■ **Goal**
Reproduce the records below verbatim, leaving out the pictures.

--- BEGIN Data to use ---

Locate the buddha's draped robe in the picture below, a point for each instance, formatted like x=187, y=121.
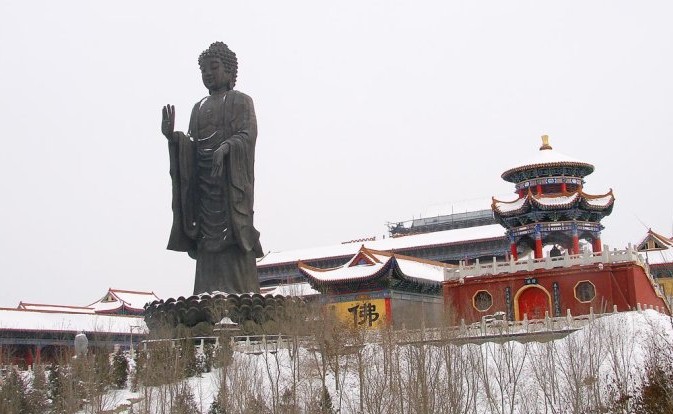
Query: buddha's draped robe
x=213, y=216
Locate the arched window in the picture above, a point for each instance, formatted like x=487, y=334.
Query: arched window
x=482, y=301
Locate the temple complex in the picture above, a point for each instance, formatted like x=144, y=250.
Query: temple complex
x=377, y=287
x=552, y=215
x=537, y=256
x=552, y=207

--- END Data to use ---

■ **In response**
Locate the buddha's draped robe in the picture below, a point for each instance, formatted like x=187, y=121.
Query: buddha's draped robe
x=213, y=216
Locate the arched window in the picture above, a point for each instance, formatted like x=487, y=334.
Query: arched window
x=482, y=301
Locate the temple complex in the picture above, a point for each instance, formatted like x=144, y=250.
Query: temple complex
x=377, y=287
x=552, y=215
x=537, y=256
x=552, y=207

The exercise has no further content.